**Set task 1**
Write out the lines of the records between the line holding "shallow water in the image above." and the line holding "21 119 550 273", inclusive, without altering them.

**Reading passage**
⟨

Everyone seems to agree that, come May or whenever it is, this government is going to get in again. The polls say so. The journalists at Westminster have few doubts. Even the Tories admit ruefully that their time has not yet come: if, indeed, it ever does come. But the strange thing is this. Of all the people I know - friends, relations, acquaintances whether close or slight - not one of them intends to vote Labour at the election.

Some do not propose to vote at all. Others promise to support the Respect coalition, if there is a candidate available. Most are going for the Liberal Democrats, about half of them (I would estimate) in a switch from Labour. A few, most eccentric of all, say they will vote Conservative. But then, that is because they have always voted this way and, if they were prepared to put up with Mr John Major and then Mr William Hague, they see no reason to forsake Mr Michael Howard now.

This, I realise, is what the sociologists used scornfully to call anecdotal evidence, though what other kind of evidence there is I do not know. Clearly my circle is unrepresentative, containing as it does a preponderance of people involved in journalism, book-writing, academic life or the law. I also live in Islington. Accordingly I belong not to one but to two minorities about whom it is possible, in our society, to say absolutely anything at all without fear of retribution or even mild rebuke from the Race Relations Board: Islington dwellers, and the Welsh.

Islington is also known as the spiritual home of New Labour. Mainly, of course, this is journalistic packaging of a kind that has long been practised. Even so, Mr Tony Blair and Mrs Margaret Hodge used to live just round the corner; while Lord Falconer was lurking somewhere in the neighbourhood. My guess, by the way, is that Mr Chris Smith's successor as Labour candidate will manage to hang on to the seat at the expense of the Liberal Democrats, and that this would be so without the need to go in for the politics of the Fat Boy as set out in the Queen's Speech.

The Fat Boy, it may be remembered, was a character in The Pickwick Papers by Charles Dickens. His great object in life, in which, on the whole, he did not succeed, was to make our flesh creep. That is now the object of HM Government as well. Whether it will prove more successful than Dickens's character remains to be seen. I am reminded of a discussion on the National Executive in the 1970s. It was about the slogan to adopt for a coming election. To and fro went the debate. Eventually an elderly trade unionist, tired of it all and anxious to get off to the pub, suggested: "Why don't we try 'Vote Labour or else your balls will drop off.'?" This is the approach now being adopted by Mr Blair and Mr David Blunkett: the only minister in history to invoke the full majesty of the law to prove that he was an adulterer.

⟩

Records from a collection:

⟨

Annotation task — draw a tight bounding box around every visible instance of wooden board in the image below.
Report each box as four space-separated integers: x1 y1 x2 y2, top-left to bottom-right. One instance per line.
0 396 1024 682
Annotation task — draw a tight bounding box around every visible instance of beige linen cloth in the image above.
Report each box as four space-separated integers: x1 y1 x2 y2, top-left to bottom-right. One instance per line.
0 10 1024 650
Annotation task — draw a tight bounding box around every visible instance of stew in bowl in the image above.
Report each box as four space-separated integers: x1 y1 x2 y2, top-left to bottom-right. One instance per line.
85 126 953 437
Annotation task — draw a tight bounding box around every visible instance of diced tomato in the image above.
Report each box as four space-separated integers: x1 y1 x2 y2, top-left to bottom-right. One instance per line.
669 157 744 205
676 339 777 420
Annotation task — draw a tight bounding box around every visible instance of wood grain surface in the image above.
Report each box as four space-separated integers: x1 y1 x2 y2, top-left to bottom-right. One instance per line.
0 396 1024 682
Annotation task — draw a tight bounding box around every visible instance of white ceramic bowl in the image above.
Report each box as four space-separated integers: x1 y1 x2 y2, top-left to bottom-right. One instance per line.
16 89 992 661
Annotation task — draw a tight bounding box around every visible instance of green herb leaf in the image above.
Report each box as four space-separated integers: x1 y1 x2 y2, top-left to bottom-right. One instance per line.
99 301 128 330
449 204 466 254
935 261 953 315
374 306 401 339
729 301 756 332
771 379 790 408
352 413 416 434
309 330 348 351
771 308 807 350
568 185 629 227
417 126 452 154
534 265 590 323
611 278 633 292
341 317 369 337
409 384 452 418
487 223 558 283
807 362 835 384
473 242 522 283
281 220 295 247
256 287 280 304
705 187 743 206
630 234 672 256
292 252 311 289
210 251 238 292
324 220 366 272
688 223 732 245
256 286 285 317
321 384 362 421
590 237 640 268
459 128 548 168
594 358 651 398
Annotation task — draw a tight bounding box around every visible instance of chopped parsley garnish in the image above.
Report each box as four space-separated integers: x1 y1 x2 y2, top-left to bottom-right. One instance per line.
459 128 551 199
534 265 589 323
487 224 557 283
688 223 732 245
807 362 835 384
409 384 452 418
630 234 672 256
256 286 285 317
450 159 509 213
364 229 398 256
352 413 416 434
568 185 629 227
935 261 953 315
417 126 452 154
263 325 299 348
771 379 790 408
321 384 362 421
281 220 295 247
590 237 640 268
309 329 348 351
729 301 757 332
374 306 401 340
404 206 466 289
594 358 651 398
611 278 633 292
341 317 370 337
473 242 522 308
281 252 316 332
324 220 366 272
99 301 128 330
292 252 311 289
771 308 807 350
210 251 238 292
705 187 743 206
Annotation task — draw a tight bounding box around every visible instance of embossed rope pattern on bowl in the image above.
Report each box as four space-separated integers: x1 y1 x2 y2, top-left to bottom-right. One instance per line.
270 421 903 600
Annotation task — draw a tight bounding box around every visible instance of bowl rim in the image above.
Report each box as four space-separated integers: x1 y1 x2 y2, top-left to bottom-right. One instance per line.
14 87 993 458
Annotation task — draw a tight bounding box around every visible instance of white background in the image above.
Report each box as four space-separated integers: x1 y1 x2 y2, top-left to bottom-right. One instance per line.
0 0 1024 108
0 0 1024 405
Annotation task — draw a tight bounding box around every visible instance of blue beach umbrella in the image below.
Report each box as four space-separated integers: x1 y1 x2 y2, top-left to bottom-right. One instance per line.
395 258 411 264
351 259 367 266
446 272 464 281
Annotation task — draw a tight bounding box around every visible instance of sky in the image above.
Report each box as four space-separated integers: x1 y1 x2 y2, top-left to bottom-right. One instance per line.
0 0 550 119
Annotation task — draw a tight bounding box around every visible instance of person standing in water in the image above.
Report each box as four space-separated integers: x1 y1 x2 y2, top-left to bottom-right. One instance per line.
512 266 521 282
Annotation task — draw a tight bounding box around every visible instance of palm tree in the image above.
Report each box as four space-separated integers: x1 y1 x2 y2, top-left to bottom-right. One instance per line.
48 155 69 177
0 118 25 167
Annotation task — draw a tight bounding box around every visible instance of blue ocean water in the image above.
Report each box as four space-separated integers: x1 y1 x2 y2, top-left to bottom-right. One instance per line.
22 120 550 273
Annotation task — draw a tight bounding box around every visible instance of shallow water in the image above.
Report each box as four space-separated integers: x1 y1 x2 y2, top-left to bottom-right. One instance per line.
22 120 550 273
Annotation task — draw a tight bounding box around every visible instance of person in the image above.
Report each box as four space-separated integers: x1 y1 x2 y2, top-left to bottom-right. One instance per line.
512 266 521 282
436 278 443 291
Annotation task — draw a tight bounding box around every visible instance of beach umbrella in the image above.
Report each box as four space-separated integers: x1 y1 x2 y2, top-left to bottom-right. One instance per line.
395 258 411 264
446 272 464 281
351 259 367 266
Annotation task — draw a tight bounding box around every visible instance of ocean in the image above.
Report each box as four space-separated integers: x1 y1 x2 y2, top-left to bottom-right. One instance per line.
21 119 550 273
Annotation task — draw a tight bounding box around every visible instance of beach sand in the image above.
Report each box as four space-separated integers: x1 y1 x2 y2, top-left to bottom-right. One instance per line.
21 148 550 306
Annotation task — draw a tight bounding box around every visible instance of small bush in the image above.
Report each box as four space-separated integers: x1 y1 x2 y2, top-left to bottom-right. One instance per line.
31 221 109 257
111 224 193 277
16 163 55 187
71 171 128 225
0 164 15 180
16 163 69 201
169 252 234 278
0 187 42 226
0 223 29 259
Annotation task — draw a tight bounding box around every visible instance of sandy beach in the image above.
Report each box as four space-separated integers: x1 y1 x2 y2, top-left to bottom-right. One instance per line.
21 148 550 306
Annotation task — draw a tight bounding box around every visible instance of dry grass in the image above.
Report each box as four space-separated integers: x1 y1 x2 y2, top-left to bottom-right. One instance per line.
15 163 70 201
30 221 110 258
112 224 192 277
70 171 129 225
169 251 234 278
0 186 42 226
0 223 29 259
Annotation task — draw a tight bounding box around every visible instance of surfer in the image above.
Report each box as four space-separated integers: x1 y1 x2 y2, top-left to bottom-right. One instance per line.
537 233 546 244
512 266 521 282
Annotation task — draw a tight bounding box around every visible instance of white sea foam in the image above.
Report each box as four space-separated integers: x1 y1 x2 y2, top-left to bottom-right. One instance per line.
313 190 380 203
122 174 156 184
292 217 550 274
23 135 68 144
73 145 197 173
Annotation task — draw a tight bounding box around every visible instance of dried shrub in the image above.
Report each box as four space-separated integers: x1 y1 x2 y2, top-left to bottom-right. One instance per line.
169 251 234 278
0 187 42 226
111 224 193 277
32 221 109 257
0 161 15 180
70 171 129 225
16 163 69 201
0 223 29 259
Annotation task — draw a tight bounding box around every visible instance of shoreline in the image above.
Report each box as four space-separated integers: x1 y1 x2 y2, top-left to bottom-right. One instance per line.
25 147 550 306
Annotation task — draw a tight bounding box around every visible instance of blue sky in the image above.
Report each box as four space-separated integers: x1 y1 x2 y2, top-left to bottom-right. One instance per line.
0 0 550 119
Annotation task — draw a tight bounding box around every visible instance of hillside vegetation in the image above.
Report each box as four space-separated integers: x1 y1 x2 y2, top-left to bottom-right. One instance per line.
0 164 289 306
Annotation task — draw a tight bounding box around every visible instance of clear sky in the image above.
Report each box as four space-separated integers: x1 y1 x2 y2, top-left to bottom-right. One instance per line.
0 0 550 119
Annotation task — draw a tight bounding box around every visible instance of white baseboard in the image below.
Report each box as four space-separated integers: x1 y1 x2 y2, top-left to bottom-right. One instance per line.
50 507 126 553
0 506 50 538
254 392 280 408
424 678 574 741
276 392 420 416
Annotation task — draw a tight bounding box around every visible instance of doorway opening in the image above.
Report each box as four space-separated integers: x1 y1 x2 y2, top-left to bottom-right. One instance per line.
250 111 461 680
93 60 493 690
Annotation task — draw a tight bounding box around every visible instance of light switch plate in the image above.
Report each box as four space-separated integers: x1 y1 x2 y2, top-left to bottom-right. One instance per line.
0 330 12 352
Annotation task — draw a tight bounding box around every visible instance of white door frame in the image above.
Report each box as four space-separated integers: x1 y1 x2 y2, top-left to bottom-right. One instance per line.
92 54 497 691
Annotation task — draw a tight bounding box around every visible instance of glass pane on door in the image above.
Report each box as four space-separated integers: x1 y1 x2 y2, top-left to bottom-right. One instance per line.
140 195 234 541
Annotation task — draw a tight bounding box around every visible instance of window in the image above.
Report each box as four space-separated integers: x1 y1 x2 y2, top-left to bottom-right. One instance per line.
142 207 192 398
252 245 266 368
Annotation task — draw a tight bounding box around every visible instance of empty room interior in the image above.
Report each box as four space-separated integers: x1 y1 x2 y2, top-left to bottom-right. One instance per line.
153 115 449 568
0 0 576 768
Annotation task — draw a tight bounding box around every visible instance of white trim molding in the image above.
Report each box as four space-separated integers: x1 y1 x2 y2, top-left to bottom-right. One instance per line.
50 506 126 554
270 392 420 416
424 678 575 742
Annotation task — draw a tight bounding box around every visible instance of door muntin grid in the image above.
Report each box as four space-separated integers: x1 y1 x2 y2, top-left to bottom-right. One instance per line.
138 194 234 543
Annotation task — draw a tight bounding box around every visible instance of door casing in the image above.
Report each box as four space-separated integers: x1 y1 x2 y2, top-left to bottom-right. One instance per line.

⟩

**Set task 2**
Give again, word for word, the portion of the passage on the coming election between "Everyone seems to" and "at the election.", inclusive.

**Complete response 1**
Annotation task — draw a tight bounding box around every visible instance of shallow water in the image above.
Report each box as four space-separated integers: x1 y1 x2 y2, top-left to bottom-right. One instance per line.
22 120 550 273
Annotation task — draw a tight bounding box around every visible instance of person in the image above.
Report each box as four space-separated integers: x1 y1 x2 y2, top-left to bottom-right. One instance per line.
512 266 521 282
436 278 443 291
Annotation task — draw a tight bounding box around every visible instance of beach umbrella in the image above.
Report each box as four space-separated integers: x1 y1 x2 y2, top-left to bottom-right. One instance per line.
395 258 411 264
446 272 464 281
351 259 367 266
Annotation task — draw a tight bounding box around every visible instance of ocean in the image above.
Report each box as four space-separated integers: x1 y1 x2 y2, top-left to bottom-right. One instance per line.
21 119 550 273

**Complete response 2**
Everyone seems to agree that, come May or whenever it is, this government is going to get in again. The polls say so. The journalists at Westminster have few doubts. Even the Tories admit ruefully that their time has not yet come: if, indeed, it ever does come. But the strange thing is this. Of all the people I know - friends, relations, acquaintances whether close or slight - not one of them intends to vote Labour at the election.